* [What to do]:
Copy the items verbatim, starting at the line containing "--target concrete barrier" and continuing through the end of the items, both ends included. Omit the pictures from your answer.

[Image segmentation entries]
═══

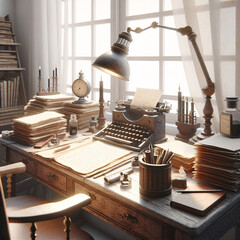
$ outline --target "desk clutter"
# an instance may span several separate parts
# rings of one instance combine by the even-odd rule
[[[53,94],[46,96],[34,96],[25,106],[25,115],[38,114],[44,111],[62,113],[64,103],[72,102],[75,97],[65,94]]]
[[[69,121],[71,114],[75,114],[78,121],[78,129],[84,129],[89,126],[89,122],[92,117],[96,117],[99,114],[99,103],[81,103],[75,104],[71,102],[64,103],[64,107],[61,111]]]
[[[184,171],[191,173],[193,171],[196,150],[193,145],[184,143],[182,141],[167,141],[161,144],[155,144],[155,146],[161,150],[168,150],[174,153],[171,159],[172,166],[179,169],[181,166]]]
[[[16,141],[33,146],[49,137],[63,138],[67,132],[67,120],[63,114],[43,112],[13,120],[13,137]]]
[[[47,159],[52,159],[66,168],[84,176],[97,178],[117,167],[130,163],[132,151],[100,141],[75,142],[61,151],[54,149],[37,152]]]
[[[240,141],[216,134],[196,144],[194,178],[228,189],[240,190]]]

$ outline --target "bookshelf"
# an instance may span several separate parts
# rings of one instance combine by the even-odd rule
[[[0,128],[23,115],[27,103],[19,46],[9,16],[0,17]]]

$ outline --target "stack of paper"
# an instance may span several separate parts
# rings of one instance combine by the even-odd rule
[[[65,103],[62,113],[69,120],[71,114],[76,114],[78,119],[78,129],[83,129],[89,126],[91,117],[97,117],[99,115],[99,103]]]
[[[192,172],[196,156],[193,145],[176,140],[155,145],[162,150],[169,149],[169,151],[174,153],[171,160],[173,167],[180,168],[182,166],[186,172]]]
[[[133,157],[132,151],[100,141],[70,144],[67,150],[52,153],[54,150],[37,152],[36,154],[51,158],[66,168],[70,168],[85,177],[111,171],[116,166],[123,166]]]
[[[43,112],[13,120],[14,139],[29,146],[56,134],[63,138],[67,130],[64,115],[56,112]]]
[[[231,191],[240,189],[240,139],[216,134],[196,144],[194,178]]]
[[[46,96],[34,96],[25,107],[25,115],[36,114],[44,111],[55,111],[61,113],[65,102],[72,102],[75,97],[65,94],[54,94]]]

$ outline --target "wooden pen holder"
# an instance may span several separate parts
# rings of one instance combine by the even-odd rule
[[[188,142],[190,138],[192,138],[197,129],[200,127],[200,123],[184,123],[184,122],[176,122],[178,133],[175,137],[176,140],[180,140],[183,142]]]
[[[147,197],[169,195],[171,185],[171,162],[168,164],[150,164],[139,159],[139,191]]]

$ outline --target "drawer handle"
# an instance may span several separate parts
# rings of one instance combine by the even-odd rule
[[[96,200],[96,196],[94,194],[88,192],[88,195],[92,200]]]
[[[25,158],[20,159],[19,162],[23,162],[25,165],[28,165],[28,160]]]
[[[55,175],[54,173],[47,174],[47,178],[48,178],[49,182],[55,183],[58,181],[58,176]]]
[[[122,219],[126,219],[131,223],[138,223],[138,219],[131,215],[130,213],[121,213],[120,216],[122,217]]]

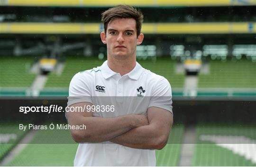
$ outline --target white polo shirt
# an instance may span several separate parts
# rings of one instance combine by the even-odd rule
[[[76,74],[70,85],[68,106],[89,102],[94,106],[113,107],[113,112],[94,112],[93,116],[110,117],[144,114],[150,107],[172,113],[172,90],[164,77],[143,68],[137,62],[121,76],[107,61],[100,67]],[[155,166],[155,150],[131,148],[110,142],[80,143],[75,166]]]

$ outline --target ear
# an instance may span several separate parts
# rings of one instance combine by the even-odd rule
[[[106,41],[106,33],[103,32],[101,33],[101,39],[103,43],[107,43],[107,41]]]
[[[137,38],[137,45],[139,45],[142,43],[143,39],[144,38],[144,34],[143,33],[140,34]]]

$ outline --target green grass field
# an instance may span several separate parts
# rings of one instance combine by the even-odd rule
[[[227,138],[244,136],[245,137],[256,140],[256,131],[255,125],[201,125],[196,128],[197,143],[195,145],[193,165],[194,166],[255,166],[256,163],[253,163],[251,160],[247,159],[242,153],[235,152],[232,149],[228,149],[221,146],[226,144],[236,149],[235,144],[237,142],[216,142],[201,141],[200,136],[201,135],[210,135],[211,140],[214,137],[225,136]],[[219,142],[219,143],[218,142]],[[243,142],[246,144],[246,143]],[[251,147],[256,147],[256,143],[250,145]],[[253,145],[254,144],[254,145]],[[237,148],[239,149],[239,148]],[[254,150],[255,150],[255,149]],[[245,150],[245,151],[248,150]],[[252,153],[251,153],[251,154]],[[253,154],[253,153],[252,153]],[[256,152],[254,153],[256,156]]]
[[[68,88],[75,74],[101,66],[104,61],[95,58],[66,57],[65,67],[61,75],[51,73],[45,87]],[[155,62],[150,60],[139,60],[138,62],[143,67],[165,77],[172,87],[183,87],[184,75],[175,74],[176,62],[170,58],[159,58]]]
[[[199,87],[256,88],[256,63],[241,59],[209,64],[209,74],[199,74]]]
[[[183,125],[174,125],[168,144],[157,150],[157,166],[177,166]],[[50,138],[50,139],[48,139]],[[60,144],[46,143],[53,139]],[[67,141],[64,140],[67,139]],[[9,166],[72,166],[78,144],[70,140],[68,131],[44,130],[37,132],[33,141],[8,165]],[[64,143],[66,142],[66,143]],[[39,143],[44,143],[39,144]],[[175,143],[175,144],[174,144]]]
[[[18,125],[14,124],[0,124],[0,159],[10,150],[18,142],[27,131],[18,129]],[[4,138],[8,137],[9,140],[4,141]]]

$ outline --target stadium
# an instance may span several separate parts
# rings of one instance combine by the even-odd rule
[[[45,128],[62,127],[65,113],[19,111],[66,106],[73,76],[106,60],[101,15],[119,4],[144,16],[137,61],[172,86],[156,165],[256,166],[255,0],[0,2],[0,166],[73,165],[69,130]]]

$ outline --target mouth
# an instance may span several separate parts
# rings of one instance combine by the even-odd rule
[[[124,45],[117,45],[115,47],[116,48],[126,48],[126,47]]]

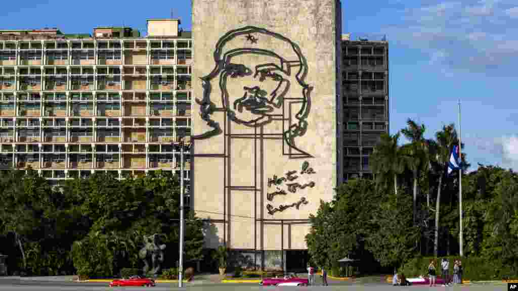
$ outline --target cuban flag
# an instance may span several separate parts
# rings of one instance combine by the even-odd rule
[[[448,174],[455,170],[461,168],[461,161],[458,156],[458,146],[454,146],[450,155],[450,161],[448,162]]]

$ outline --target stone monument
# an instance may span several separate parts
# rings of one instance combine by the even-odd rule
[[[139,252],[139,257],[144,261],[142,271],[145,274],[150,273],[156,275],[160,271],[160,264],[164,261],[164,250],[165,244],[160,244],[160,236],[155,234],[144,236],[144,246]]]

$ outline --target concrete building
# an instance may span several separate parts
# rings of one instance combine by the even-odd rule
[[[344,180],[371,179],[369,155],[388,133],[388,44],[342,36]]]
[[[207,248],[304,268],[343,180],[338,0],[193,0],[191,188]]]
[[[54,184],[99,171],[179,173],[193,56],[179,24],[148,20],[146,37],[130,27],[0,31],[0,168],[31,167]]]

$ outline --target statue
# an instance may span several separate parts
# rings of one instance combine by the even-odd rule
[[[160,271],[160,264],[164,261],[165,244],[159,245],[159,235],[144,236],[144,246],[139,252],[139,257],[143,260],[144,274],[148,271],[153,275],[157,275]]]

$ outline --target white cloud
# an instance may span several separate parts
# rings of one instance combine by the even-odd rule
[[[468,151],[468,161],[473,169],[480,161],[484,165],[498,165],[503,168],[518,170],[518,135],[496,138],[466,136],[462,139]],[[476,153],[474,152],[477,152]],[[480,157],[477,158],[476,156]],[[478,161],[477,161],[478,160]]]
[[[501,142],[502,165],[506,168],[518,169],[518,136],[502,137]]]
[[[511,18],[518,18],[518,6],[506,9],[506,14]]]
[[[400,11],[384,27],[388,39],[428,54],[430,64],[488,75],[514,74],[518,57],[518,7],[510,0],[445,1]],[[514,2],[514,1],[513,1]]]

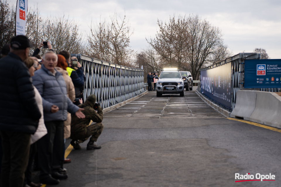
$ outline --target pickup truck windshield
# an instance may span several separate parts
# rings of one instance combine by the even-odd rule
[[[181,75],[183,76],[188,77],[188,75],[187,75],[187,73],[186,73],[186,72],[181,72]]]
[[[179,72],[162,72],[159,78],[180,78],[181,76]]]

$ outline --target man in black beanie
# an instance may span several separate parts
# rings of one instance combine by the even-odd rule
[[[103,129],[103,125],[101,123],[103,115],[102,109],[96,101],[96,96],[90,95],[84,104],[78,106],[84,109],[82,112],[86,116],[85,118],[79,119],[73,115],[71,117],[70,138],[72,140],[70,143],[76,149],[81,149],[79,143],[86,140],[91,135],[87,144],[87,150],[99,149],[102,148],[97,145],[96,142]],[[96,123],[92,123],[89,125],[91,120]]]
[[[28,70],[23,63],[31,45],[23,35],[12,39],[8,55],[0,59],[0,134],[4,154],[0,185],[23,186],[30,135],[41,113]]]

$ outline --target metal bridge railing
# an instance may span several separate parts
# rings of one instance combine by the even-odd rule
[[[80,54],[78,59],[86,77],[84,101],[94,94],[105,108],[144,92],[143,70],[119,65]]]

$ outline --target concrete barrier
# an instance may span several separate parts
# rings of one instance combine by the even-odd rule
[[[239,90],[232,117],[281,128],[281,97],[274,92]]]
[[[274,92],[259,92],[249,120],[281,128],[281,97]]]
[[[249,120],[256,107],[257,91],[239,90],[236,93],[236,103],[230,117],[243,117]]]

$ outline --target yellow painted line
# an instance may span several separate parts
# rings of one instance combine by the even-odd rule
[[[71,145],[71,144],[69,144],[69,146],[68,146],[64,152],[64,158],[66,158],[68,155],[69,154],[71,151],[73,149],[73,147]]]
[[[248,124],[253,125],[255,125],[255,126],[257,126],[258,127],[259,127],[263,128],[264,128],[265,129],[267,129],[271,130],[272,131],[276,131],[276,132],[281,132],[281,129],[280,129],[275,128],[275,127],[270,127],[270,126],[268,126],[267,125],[263,125],[260,123],[255,123],[255,122],[250,122],[249,121],[246,121],[246,120],[244,120],[237,119],[235,118],[227,118],[227,119],[228,119],[229,120],[234,120],[234,121],[237,121],[240,122],[241,122],[246,123],[248,123]]]

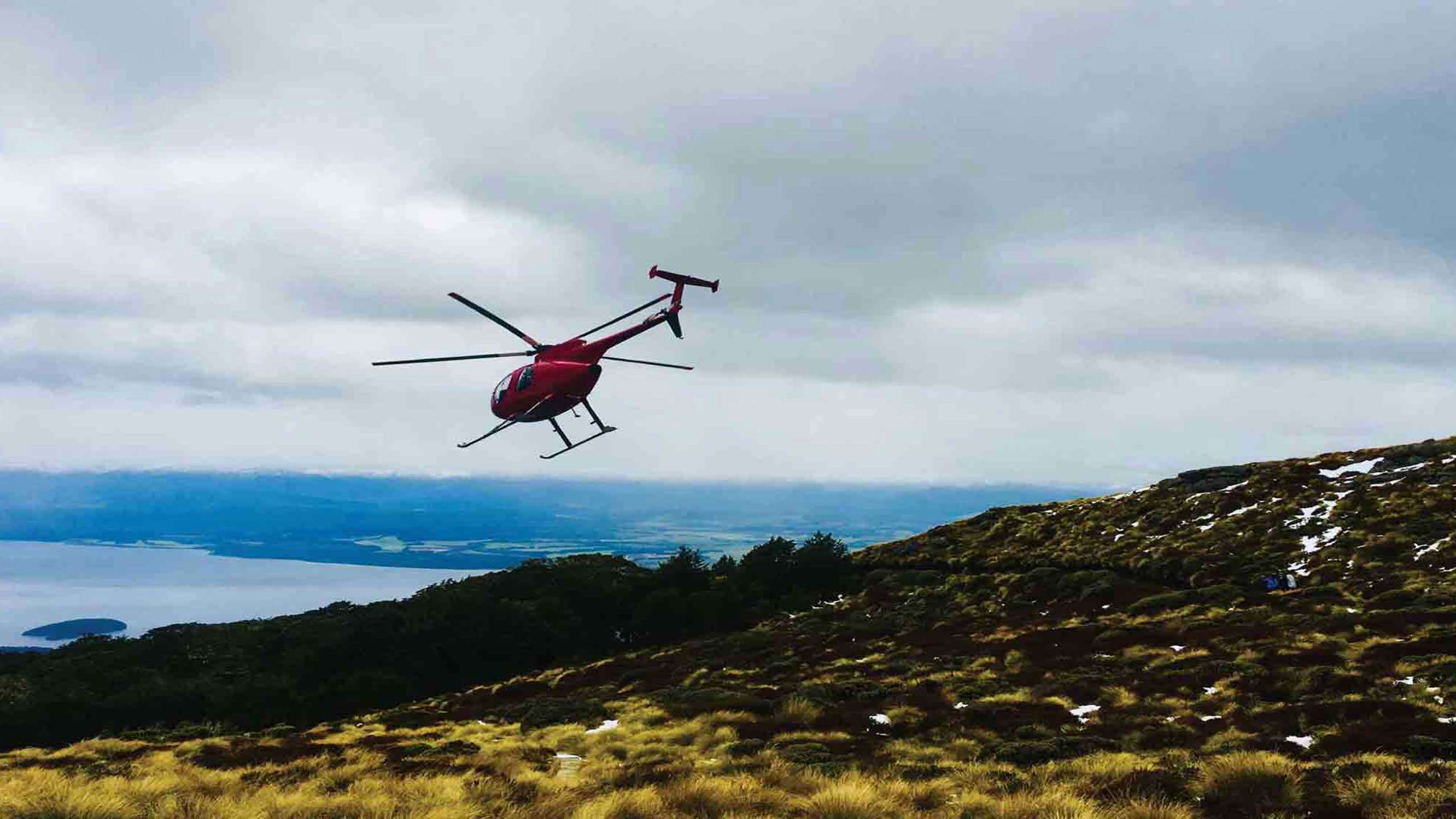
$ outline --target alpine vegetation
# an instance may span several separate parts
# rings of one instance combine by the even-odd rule
[[[156,714],[167,691],[189,726],[73,720],[105,736],[0,756],[0,813],[1452,816],[1453,533],[1443,439],[993,509],[852,557],[827,535],[681,554],[641,570],[652,603],[646,586],[591,597],[636,595],[628,609],[676,631],[543,643],[473,686],[316,724],[218,724],[210,708],[236,702],[175,681],[223,679],[189,670],[221,660],[173,646],[130,666],[146,682],[127,697]],[[447,622],[464,592],[510,583],[400,611]],[[754,622],[709,600],[748,600]],[[569,611],[585,628],[591,609]],[[124,643],[0,659],[7,724],[41,736],[42,713],[105,695],[87,686]],[[265,679],[275,659],[226,667]]]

═══

* [Result]:
$ outline --target concrete barrier
# an instance may span several separate parts
# rings of one instance combine by the even-odd rule
[[[239,90],[232,117],[281,128],[281,97],[274,92]]]
[[[274,92],[259,92],[249,120],[281,128],[281,97]]]
[[[249,120],[256,107],[257,91],[239,90],[236,93],[236,103],[230,117],[243,117]]]

$ outline --target yellow painted line
# an instance may span several separate parts
# rings of one instance combine by the even-odd rule
[[[71,145],[71,144],[69,144],[69,146],[68,146],[64,152],[64,158],[66,158],[68,155],[69,154],[71,151],[73,149],[73,147]]]
[[[248,124],[253,125],[255,125],[255,126],[257,126],[258,127],[259,127],[263,128],[264,128],[265,129],[267,129],[271,130],[272,131],[276,131],[276,132],[281,132],[281,129],[280,129],[275,128],[275,127],[270,127],[270,126],[268,126],[267,125],[263,125],[260,123],[255,123],[255,122],[250,122],[249,121],[246,121],[246,120],[244,120],[237,119],[235,118],[227,118],[227,119],[228,119],[229,120],[234,120],[234,121],[237,121],[240,122],[241,122],[246,123],[248,123]]]

$ outline --target alpine vegetation
# an instance may span several separate parts
# rings of one instance combine by the even-odd rule
[[[156,714],[167,691],[189,726],[73,720],[105,736],[0,756],[0,813],[1452,816],[1453,533],[1443,439],[993,509],[852,557],[827,535],[681,554],[641,570],[652,603],[646,586],[591,597],[636,595],[628,609],[676,631],[543,643],[473,686],[316,724],[218,724],[210,708],[236,702],[175,681],[223,679],[189,670],[221,660],[173,646],[130,666],[146,682],[127,697]],[[447,622],[464,592],[510,583],[400,611]],[[754,622],[709,600],[748,600]],[[569,611],[585,628],[591,609]],[[124,643],[0,659],[7,724],[41,736],[42,713],[105,695],[87,686]],[[265,679],[275,659],[226,667]]]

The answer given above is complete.